WHAT YOU WILL DO | Because the pictures are not wanted, reproduce the rest of the records below exactly as they stand.

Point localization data
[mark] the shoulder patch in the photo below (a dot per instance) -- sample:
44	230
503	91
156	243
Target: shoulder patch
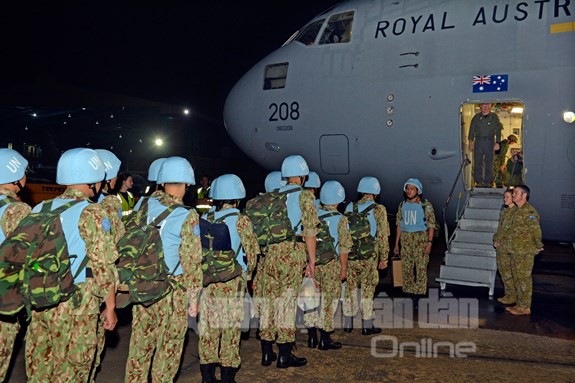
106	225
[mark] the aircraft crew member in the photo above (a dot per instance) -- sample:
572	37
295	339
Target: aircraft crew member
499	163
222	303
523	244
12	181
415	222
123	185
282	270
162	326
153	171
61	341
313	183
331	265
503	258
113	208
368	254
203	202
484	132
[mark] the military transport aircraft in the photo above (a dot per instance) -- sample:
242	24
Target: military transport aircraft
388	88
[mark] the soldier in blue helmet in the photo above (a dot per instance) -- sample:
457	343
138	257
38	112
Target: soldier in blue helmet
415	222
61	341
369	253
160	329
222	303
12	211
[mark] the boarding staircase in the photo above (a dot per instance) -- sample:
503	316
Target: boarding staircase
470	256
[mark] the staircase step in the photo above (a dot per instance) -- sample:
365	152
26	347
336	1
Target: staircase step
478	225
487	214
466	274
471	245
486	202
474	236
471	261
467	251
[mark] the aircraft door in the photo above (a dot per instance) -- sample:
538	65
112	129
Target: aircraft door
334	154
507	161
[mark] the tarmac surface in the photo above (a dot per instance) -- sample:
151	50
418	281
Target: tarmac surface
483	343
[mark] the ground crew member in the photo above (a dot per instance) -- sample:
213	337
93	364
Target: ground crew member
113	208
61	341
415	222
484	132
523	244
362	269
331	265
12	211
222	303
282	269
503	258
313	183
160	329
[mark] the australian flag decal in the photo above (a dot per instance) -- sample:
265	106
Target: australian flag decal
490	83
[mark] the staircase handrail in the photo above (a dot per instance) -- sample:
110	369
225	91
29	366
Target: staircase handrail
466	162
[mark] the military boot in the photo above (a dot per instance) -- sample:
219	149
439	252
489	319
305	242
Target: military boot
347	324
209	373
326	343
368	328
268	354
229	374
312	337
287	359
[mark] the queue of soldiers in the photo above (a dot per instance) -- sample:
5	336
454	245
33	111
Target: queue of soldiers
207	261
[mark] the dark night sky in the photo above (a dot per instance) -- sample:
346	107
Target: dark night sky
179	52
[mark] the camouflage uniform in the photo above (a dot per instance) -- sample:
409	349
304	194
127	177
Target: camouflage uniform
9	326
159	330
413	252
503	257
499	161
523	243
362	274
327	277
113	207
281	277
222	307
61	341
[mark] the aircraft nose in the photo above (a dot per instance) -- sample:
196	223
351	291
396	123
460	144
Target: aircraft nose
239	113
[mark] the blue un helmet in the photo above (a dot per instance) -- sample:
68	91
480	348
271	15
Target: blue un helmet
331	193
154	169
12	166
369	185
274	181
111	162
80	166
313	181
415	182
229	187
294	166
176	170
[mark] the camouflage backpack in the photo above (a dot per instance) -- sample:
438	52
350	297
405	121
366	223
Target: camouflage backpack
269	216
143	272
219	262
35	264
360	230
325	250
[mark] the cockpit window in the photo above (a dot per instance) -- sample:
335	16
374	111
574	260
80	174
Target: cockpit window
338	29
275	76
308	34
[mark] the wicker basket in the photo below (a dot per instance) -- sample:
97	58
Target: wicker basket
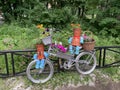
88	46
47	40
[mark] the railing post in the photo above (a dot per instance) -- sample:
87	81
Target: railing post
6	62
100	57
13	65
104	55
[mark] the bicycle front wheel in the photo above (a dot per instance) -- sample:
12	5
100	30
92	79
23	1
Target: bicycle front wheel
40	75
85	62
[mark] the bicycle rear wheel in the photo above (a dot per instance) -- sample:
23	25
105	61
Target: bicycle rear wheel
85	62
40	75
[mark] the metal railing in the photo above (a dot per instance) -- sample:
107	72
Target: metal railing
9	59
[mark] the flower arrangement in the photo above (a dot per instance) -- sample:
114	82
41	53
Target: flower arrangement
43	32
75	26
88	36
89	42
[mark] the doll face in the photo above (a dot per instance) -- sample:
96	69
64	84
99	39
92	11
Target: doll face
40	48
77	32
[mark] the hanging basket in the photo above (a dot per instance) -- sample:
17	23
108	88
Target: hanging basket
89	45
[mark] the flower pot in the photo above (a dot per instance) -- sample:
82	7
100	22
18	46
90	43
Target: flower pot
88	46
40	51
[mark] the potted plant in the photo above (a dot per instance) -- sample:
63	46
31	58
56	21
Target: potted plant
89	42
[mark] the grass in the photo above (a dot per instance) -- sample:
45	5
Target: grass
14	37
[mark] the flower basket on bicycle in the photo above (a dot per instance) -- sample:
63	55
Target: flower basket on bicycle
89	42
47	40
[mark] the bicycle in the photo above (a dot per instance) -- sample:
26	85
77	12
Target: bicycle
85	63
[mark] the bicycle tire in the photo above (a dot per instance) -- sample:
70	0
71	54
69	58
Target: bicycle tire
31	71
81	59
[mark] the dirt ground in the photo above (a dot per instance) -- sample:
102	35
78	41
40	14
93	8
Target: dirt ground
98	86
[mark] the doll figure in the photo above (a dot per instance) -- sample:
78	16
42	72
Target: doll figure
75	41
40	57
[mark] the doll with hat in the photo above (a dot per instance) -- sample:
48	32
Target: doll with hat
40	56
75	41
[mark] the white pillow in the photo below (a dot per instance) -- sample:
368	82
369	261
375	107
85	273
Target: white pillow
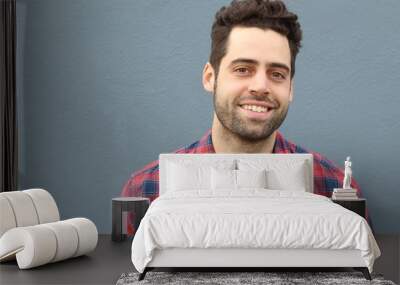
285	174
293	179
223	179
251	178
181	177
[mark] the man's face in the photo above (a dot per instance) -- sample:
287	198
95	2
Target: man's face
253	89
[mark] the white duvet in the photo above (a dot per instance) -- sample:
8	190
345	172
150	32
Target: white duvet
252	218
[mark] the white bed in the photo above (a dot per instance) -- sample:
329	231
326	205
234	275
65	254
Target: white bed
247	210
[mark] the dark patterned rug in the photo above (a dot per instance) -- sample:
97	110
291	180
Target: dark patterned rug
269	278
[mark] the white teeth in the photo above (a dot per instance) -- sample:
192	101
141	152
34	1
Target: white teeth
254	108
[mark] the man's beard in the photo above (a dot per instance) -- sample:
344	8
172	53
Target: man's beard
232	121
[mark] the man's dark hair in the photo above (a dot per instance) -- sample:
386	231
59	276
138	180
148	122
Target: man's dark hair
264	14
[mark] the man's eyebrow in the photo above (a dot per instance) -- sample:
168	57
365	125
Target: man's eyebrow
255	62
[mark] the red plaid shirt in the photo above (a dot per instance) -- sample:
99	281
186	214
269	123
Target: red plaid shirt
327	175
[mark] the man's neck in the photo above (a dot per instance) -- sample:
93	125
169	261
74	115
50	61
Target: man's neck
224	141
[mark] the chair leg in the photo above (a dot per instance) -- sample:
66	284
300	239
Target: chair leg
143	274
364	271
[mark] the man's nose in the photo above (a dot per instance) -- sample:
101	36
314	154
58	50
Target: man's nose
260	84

SOLUTION FOR THIS EXERCISE |
[mark] the shoulder patch in the photo below (a dot per instance) -- sample:
44	230
503	91
156	243
Target: shoulder patch
106	225
[mark] the aircraft crew member in the photo above (a dot per instance) -- sample:
572	37
295	339
Target: aircraft crew member
499	163
222	303
523	244
12	181
415	222
123	185
282	270
162	326
153	171
61	341
313	183
331	265
503	258
113	208
368	254
203	202
484	132
[mark] the military transport aircraft in the photo above (a dot per instance) -- sample:
242	24
Target: military transport aircraft
388	88
[mark] the soldier in blue helmet in the photo above (a dot per instance) -- sample:
457	343
138	257
38	112
Target: soldier in blue helmet
415	222
61	341
369	253
160	329
222	303
12	211
[mark] the boarding staircase in the photo above (a dot per instance) -- sample:
503	316
Target: boarding staircase
470	256
[mark] the staircase step in the photo above (a dot per instance) -- sample:
365	152
26	347
336	1
Target: staircase step
478	225
487	214
466	274
471	245
486	202
474	236
471	261
467	251
[mark] the aircraft door in the photo above (a dot per instance) -- sample:
538	65
112	129
Target: aircraft door
334	154
507	161
[mark] the tarmac surface in the photo above (a dot per instance) -- sample:
151	50
418	281
Target: tarmac surface
483	343
[mark] the ground crew member in the photo above (a dot per instance) -- sample:
213	337
93	364
Target: ground crew member
113	208
61	341
415	222
484	132
523	244
362	269
331	265
12	211
222	303
282	269
503	258
313	183
160	329
[mark] the australian flag decal in the photo above (a dot per instance) -- sample:
265	106
Target: australian flag decal
490	83
[mark] the staircase handrail in the photo above (a dot per instance) -- sample:
110	369
225	91
29	366
Target: staircase handrail
466	162
[mark] the military boot in the photo above (a dot per instance) -- sample:
219	149
439	252
489	319
305	242
Target: military boot
347	324
209	373
326	343
368	328
268	354
229	374
312	337
287	359
[mark] the queue of soldiers in the photo above (a dot per instance) -- sample:
5	336
454	245
33	111
Target: queue of soldiers
207	261
[mark] the dark night sky in the photo above (a dot per instance) -- sample:
346	107
Target: dark night sky
179	52
[mark] the camouflage uniform in the photo above (a dot per instance) -- sample:
409	349
304	194
127	177
Target: camouflage uniform
9	326
159	330
413	252
503	257
499	161
523	243
362	274
327	277
113	207
281	277
222	307
61	341
[mark] the aircraft nose in the photo above (a dot per instance) -- sample:
196	223
351	291
396	123
460	144
Target: aircraft nose
239	113
[mark] the blue un helmet in the photo above (a dot per instance) -- sample:
68	91
480	348
271	15
Target: blue un helmet
331	193
154	169
12	166
369	185
274	181
111	162
80	166
313	181
415	182
229	187
294	166
176	170
[mark] the camouflage backpack in the photo above (a dot per instance) -- sample:
438	52
350	297
405	121
366	223
Target: camouflage backpack
269	216
143	272
219	262
35	264
360	230
325	250
[mark] the cockpit window in the photo above (a dot per instance) -- sample:
335	16
374	111
574	260
80	174
Target: cockpit window
338	29
275	76
308	34
[mark] the wicker basket in the photo below (a dot per instance) -- sample:
97	58
Target: wicker basket
88	46
47	40
[mark] the railing post in the photo above (a dot per instance) -- sample:
87	81
Target: railing post
6	62
100	57
13	65
104	55
[mark] the bicycle front wheel in the photo above (a dot per instance) -- sample:
12	5
100	30
92	79
23	1
Target: bicycle front wheel
40	75
85	62
[mark] the bicycle rear wheel in the photo above (a dot per instance) -- sample:
23	25
105	61
Target: bicycle rear wheel
85	62
40	75
[mark] the metal railing in the photo above (a dot per instance) -- sample:
107	72
Target: metal railing
9	59
[mark] the flower arrangement in the photo above (a dot per instance) -- sample:
114	82
41	53
Target: flower arrangement
43	32
75	26
88	36
89	42
[mark] the doll face in the photo above (a dot per instance) -- sample:
96	69
64	84
99	39
92	11
Target: doll face
40	48
77	32
[mark] the hanging basket in the photo above (a dot per instance) -- sample:
17	23
108	88
Target: hanging basket
89	45
[mark] the flower pot in the photo above (a dot per instance) -- sample:
82	7
100	22
18	46
90	43
Target: flower pot
88	46
40	51
[mark] the potted plant in the photo above (a dot per instance) -- sample:
63	46
31	58
56	21
Target: potted plant
89	42
[mark] the grass in the photo above (a dot per instance) -- sample:
45	5
Target: grass
14	37
[mark] the flower basket on bicycle in the photo above (a dot per instance) -- sample:
63	55
Target: flower basket on bicycle
89	42
47	40
[mark] the bicycle in the photo above (a dot per instance) -- sample:
26	85
77	12
Target: bicycle
85	63
[mark] the bicycle tire in the photo above (a dot per instance) -- sample:
70	0
71	54
69	58
Target: bicycle tire
31	71
81	59
[mark] the dirt ground in the photo above (a dot per instance) -- sample:
102	35
78	41
40	14
93	8
Target: dirt ground
98	86
[mark] the doll figure in the photo above (a dot per instance) -- sample:
78	16
42	72
Target: doll figure
75	41
40	57
[mark] the doll with hat in the photo above (a dot per instance) -- sample:
48	32
Target: doll with hat
40	56
75	41
[mark] the white pillow in the photo below (a dot per instance) -- sample:
368	82
369	261
375	107
85	273
Target: white pillow
285	174
293	179
223	179
251	178
181	177
[mark] the man's face in the photo above (a dot per instance) -- sample:
287	198
95	2
Target: man's face
253	89
[mark] the white duvet in the photo above (a dot per instance) -- sample:
8	190
345	172
150	32
Target: white duvet
252	218
[mark] the white bed in the photo above (a dot per instance) -- sample:
329	231
326	205
234	275
65	254
Target: white bed
247	210
[mark] the dark patterned rug in the photo above (a dot per instance) -- sample:
97	110
291	180
Target: dark patterned rug
269	278
[mark] the white teeth in the photo above (a dot per instance) -- sample:
192	101
141	152
34	1
Target: white teeth
254	108
[mark] the man's beard in the photo above (a dot per instance) -- sample:
344	8
172	53
Target: man's beard
232	121
[mark] the man's dark hair in the photo above (a dot per instance) -- sample:
386	231
59	276
138	180
148	122
Target: man's dark hair
264	14
[mark] the man's eyebrow in the photo above (a dot per instance) -- sample:
168	57
365	125
Target: man's eyebrow
255	62
[mark] the red plaid shirt in the photo above (a dot per instance) -- sample:
99	281
186	214
269	123
Target: red plaid shirt
327	175
[mark] the man's neck in the photo above (a dot per instance) -- sample:
93	125
169	261
74	115
50	61
Target: man's neck
224	141
[mark] the chair leg in the photo above (a dot per instance) -- sample:
66	284
300	239
Target: chair leg
143	274
364	271
[mark] the man's nose in the photo above (a dot per instance) -- sample:
101	36
314	154
58	50
Target: man's nose
260	84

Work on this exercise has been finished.